INSTRUCTIONS FOR THE TASK: Copy the rows below word for word, leaving every line unchanged.

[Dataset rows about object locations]
##############################

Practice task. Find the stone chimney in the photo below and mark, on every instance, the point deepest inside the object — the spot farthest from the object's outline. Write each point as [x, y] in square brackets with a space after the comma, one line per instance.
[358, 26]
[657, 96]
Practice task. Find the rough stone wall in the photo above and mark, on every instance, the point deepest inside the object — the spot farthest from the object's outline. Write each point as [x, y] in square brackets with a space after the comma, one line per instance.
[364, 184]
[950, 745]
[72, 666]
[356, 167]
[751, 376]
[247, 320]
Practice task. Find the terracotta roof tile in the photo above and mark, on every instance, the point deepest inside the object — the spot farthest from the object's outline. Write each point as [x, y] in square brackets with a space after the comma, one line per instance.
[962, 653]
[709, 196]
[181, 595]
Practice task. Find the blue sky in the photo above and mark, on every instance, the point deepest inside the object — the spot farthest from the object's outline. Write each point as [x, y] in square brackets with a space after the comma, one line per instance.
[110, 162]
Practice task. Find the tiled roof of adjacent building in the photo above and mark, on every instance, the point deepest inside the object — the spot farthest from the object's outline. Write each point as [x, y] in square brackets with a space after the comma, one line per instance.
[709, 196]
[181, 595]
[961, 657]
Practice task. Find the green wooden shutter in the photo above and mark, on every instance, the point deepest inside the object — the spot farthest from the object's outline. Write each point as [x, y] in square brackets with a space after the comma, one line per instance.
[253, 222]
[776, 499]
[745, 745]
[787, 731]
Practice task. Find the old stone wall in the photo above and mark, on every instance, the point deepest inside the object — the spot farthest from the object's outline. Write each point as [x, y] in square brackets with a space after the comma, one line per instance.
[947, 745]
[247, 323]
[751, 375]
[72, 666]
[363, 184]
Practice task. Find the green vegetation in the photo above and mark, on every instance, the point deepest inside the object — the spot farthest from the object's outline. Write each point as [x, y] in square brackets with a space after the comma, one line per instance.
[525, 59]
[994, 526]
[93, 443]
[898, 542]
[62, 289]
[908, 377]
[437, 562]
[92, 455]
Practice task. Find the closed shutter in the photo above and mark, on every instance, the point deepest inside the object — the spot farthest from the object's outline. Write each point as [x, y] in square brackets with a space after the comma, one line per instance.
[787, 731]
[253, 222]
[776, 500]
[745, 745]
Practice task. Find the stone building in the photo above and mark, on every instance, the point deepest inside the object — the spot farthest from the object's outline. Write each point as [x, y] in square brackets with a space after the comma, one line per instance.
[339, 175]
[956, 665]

##############################

OUTPUT BELOW:
Practice task. Find the stone chimney in the photo below and mark, on every instance, the point deepest inside the object — the spot farthest from the object's outline. Write each point as [x, y] in square brackets with a space after the comma, one line per instance.
[358, 26]
[657, 96]
Practice task. Find the rough stone wall in the photo above and mark, on every instance, the point deepest inside the object — the spot farthest from the object's outline. Write each point as [x, y] in square brackets with a space after the comma, one line per instance.
[364, 184]
[950, 745]
[72, 666]
[356, 167]
[751, 376]
[247, 320]
Practice task. Find the terracotta roof tile in the photo above and mark, on every instance, the point deepest inside the object — the spot farthest from the object's outline. Write each point as [x, y] in square brackets with a space after the comma, one line per instance.
[962, 653]
[709, 196]
[181, 595]
Practice task. Find the blue sky in the photo above and mark, on every instance, the point deepest inside the object — the spot farthest from the object's outline. Write each point as [x, y] in square brackets with a space after the comma, one line per instance.
[110, 162]
Practice task. Find the tiled roof of adjacent building in the photo above and mark, on every instance, the point deepest inside the object — the spot farthest from the object's outline. Write each point as [x, y] in square brackets with a space after the comma, one line per instance.
[709, 196]
[181, 595]
[961, 657]
Practice task. Find the green wooden shutter in the photo above and mark, on every instance, the point deepest inside the object — the spot farthest from the object's outline. Write each point as [x, y] in square brackets with a space after the comma, one line per instance.
[253, 222]
[776, 499]
[745, 745]
[787, 731]
Practice task. Find the old stone wall in the photo above and mark, on every instance, the point deepest inside the object — the spot farthest from the object's outline. Write each point as [x, y] in square brackets with a space after the comma, one line per instance.
[947, 745]
[247, 323]
[751, 375]
[72, 666]
[363, 184]
Practice task. Find the green vegetation in the photo above and mark, on every instance, the point deepest inside the object — the spot farthest from the object's outline. Write each point as [x, y] in square brackets with a space after the comma, one line per instance.
[525, 59]
[994, 526]
[93, 443]
[898, 542]
[62, 289]
[908, 377]
[437, 562]
[92, 455]
Practice task. Find the closed shutter in the photo above and mark, on every instance, the point deepest inside the object — the spot farthest from the object's outline. Write each point as [x, y] in square brackets with a space after the comma, one line per instance.
[787, 731]
[253, 222]
[776, 500]
[745, 745]
Practice task. Find the stone building in the photo above and mark, on every instance, the point deepest inside the object — the spot farthest from the object's outline. Write each point as [x, y] in square brackets with a space after the comma, one line per instance.
[339, 175]
[956, 665]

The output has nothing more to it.